GIVEN INSTRUCTION:
The records below need retyping in full; give them again exactly.

MATERIAL:
------------------------------------------------------------------------

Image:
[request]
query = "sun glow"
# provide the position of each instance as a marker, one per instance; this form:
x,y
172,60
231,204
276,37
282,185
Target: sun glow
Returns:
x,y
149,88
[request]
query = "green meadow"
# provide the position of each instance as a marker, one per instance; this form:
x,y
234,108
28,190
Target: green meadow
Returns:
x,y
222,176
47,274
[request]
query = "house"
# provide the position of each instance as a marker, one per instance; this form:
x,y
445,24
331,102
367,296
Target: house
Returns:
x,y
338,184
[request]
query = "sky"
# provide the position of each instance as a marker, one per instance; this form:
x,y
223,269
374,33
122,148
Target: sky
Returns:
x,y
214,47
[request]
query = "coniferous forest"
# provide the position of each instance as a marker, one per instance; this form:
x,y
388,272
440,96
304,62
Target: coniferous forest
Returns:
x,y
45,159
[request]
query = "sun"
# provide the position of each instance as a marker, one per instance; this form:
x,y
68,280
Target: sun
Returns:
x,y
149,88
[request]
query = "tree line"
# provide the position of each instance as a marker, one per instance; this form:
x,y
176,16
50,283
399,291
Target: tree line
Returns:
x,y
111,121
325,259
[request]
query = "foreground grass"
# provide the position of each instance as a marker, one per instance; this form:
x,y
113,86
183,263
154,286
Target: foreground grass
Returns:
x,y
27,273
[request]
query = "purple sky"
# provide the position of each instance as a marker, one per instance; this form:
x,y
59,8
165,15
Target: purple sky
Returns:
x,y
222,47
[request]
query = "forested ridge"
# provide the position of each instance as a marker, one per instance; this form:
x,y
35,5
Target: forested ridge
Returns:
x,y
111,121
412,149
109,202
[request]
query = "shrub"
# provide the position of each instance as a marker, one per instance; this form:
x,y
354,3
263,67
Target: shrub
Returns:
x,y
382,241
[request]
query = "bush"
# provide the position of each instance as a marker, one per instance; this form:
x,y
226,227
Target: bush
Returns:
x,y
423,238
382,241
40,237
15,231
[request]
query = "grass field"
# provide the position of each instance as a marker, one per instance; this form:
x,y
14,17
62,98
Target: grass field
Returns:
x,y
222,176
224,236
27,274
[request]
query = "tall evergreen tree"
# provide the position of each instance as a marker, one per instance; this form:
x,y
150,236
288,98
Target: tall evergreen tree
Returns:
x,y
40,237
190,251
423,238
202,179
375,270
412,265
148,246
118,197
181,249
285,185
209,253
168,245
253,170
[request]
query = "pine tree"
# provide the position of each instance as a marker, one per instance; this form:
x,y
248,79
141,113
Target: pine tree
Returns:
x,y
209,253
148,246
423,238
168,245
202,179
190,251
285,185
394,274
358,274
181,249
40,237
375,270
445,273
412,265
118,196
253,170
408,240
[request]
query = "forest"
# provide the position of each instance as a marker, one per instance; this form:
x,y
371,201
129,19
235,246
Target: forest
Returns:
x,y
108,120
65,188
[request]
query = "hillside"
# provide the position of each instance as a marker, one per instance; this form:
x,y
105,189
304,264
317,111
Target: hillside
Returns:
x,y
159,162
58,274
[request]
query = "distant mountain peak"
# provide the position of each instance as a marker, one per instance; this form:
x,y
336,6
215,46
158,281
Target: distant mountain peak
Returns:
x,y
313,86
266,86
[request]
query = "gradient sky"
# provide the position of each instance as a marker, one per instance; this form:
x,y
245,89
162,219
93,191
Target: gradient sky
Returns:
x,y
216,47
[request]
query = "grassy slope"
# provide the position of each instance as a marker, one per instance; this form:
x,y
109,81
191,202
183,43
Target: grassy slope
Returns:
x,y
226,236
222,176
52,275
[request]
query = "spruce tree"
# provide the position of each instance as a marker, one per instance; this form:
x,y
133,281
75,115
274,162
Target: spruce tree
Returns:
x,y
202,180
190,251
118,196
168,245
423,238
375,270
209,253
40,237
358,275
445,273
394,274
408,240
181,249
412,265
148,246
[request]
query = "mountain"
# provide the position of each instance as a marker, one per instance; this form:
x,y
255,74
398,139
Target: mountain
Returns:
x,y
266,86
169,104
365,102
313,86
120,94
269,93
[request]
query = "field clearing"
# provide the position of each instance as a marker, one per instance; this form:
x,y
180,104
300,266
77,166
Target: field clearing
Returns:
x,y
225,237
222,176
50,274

------------------------------------------------------------------------

RESULT OF THIS EXERCISE:
Image:
[request]
query = "sun glow"
# provide the position of each instance as a marker, one per instance; this form:
x,y
172,60
231,204
276,37
282,185
Target: sun glow
Returns:
x,y
149,88
[request]
query = "green meadow"
# provide the position of each instance as a marker, one per instance; this form:
x,y
234,108
28,190
Target: green meadow
Returns:
x,y
222,176
47,274
[request]
query = "house"
# provide the position of each instance as a marker, one per instance; this form:
x,y
445,24
331,102
367,296
Target: house
Returns:
x,y
338,184
[request]
query = "sky"
# provide the position of each instance as a marker, one per instance; this form:
x,y
223,269
374,33
122,148
Target: sky
Returns:
x,y
214,47
[request]
query = "coniferous forest"
# provide the position of each instance as a marker, one per instance; this form:
x,y
388,272
440,96
304,62
Target: coniferous forest
Returns:
x,y
45,159
[request]
query = "sun"
# provide the position of each instance as a marker, one per instance; this form:
x,y
68,280
Target: sun
Returns:
x,y
149,88
[request]
query = "tree line"
# provide the position of each instance as a marker, one per instance; this form:
x,y
176,16
50,283
399,291
Target: tree line
Returns:
x,y
111,121
325,259
[request]
query = "foreground grass"
# provide the position of each instance as a marker, one per instance; this form:
x,y
113,86
183,263
154,286
Target: foreground grass
Returns:
x,y
27,273
[request]
query = "purple sky"
# provide the position of each instance as a marker, one per instance; this form:
x,y
59,8
165,15
Target: purple sky
Returns:
x,y
222,47
[request]
query = "forested ridge"
# provide the position of each instance as a marker, one per instance; this form:
x,y
35,5
Target: forested ridge
Returns:
x,y
111,121
412,149
109,202
[request]
query = "shrub"
# provide the position of each instance as a marker, one per instance; this form:
x,y
354,3
263,67
Target: shrub
Returns:
x,y
382,241
[request]
query = "bush"
# provide the position of each instance as a marker, one per instance; this form:
x,y
226,227
Target: bush
Returns:
x,y
423,238
382,241
40,237
15,231
[request]
query = "grass field"
# provide the position of each instance as a marker, one per instance; this form:
x,y
14,17
62,98
Target: grass field
Returns:
x,y
222,176
224,236
27,274
[request]
query = "tall evergreen tree"
# provide the position of each instance as a marker, one per instance; this form:
x,y
150,236
288,98
Target: tall evergreen tree
Returns:
x,y
40,237
190,251
423,238
202,179
375,270
412,265
148,246
118,197
181,249
285,185
209,253
168,245
253,170
[request]
query = "pine tree"
# provide the position of each instance as a marker, one per instance; this form:
x,y
248,79
141,113
Target: pine tree
Returns:
x,y
209,253
148,246
423,238
168,245
202,179
190,251
285,185
394,274
358,274
181,249
40,237
375,270
445,273
412,265
118,196
253,170
408,240
[request]
query = "forest"
# provide the position of each instance as a marker, one per instance; this form:
x,y
371,201
129,19
235,246
Target: forest
Returns:
x,y
108,120
65,188
[request]
query = "hillside"
# provide the position of each instance as a marker, one per instance; this form:
x,y
105,189
304,264
317,111
Target: hillside
Returns:
x,y
159,162
58,274
[request]
query = "distant mountain peak"
# provide the position of each instance as a marker, one per instance; this form:
x,y
336,6
215,46
158,281
Target: distant mountain peak
Returns:
x,y
313,86
266,86
[request]
query = "gradient sky"
# provide the position of each instance as a marker, one per instance; this form:
x,y
245,89
162,219
93,191
Target: gradient sky
Returns:
x,y
216,47
[request]
query = "grassy slope"
# provide the position of each instance as a marker, one per instance; this form:
x,y
109,81
191,202
183,43
Target: grassy slope
Returns:
x,y
226,236
222,176
52,275
[request]
query = "spruce tree"
# provide the position of each instance as a marker, one per instance; this form:
x,y
133,281
75,115
274,162
Target: spruce tree
Returns:
x,y
202,180
190,251
118,196
168,245
423,238
375,270
209,253
40,237
358,275
445,273
394,274
408,240
181,249
412,265
148,246
[request]
query = "mountain"
# provide the position of each instance as a marker, one per instance; this form:
x,y
255,74
398,139
Target: mountain
Returns:
x,y
266,86
169,104
365,102
313,86
120,94
269,93
[request]
query = "field clearing"
# provide the position of each instance as a marker, one per instance; this form:
x,y
180,104
300,266
77,166
Target: field clearing
Returns:
x,y
225,237
222,176
50,274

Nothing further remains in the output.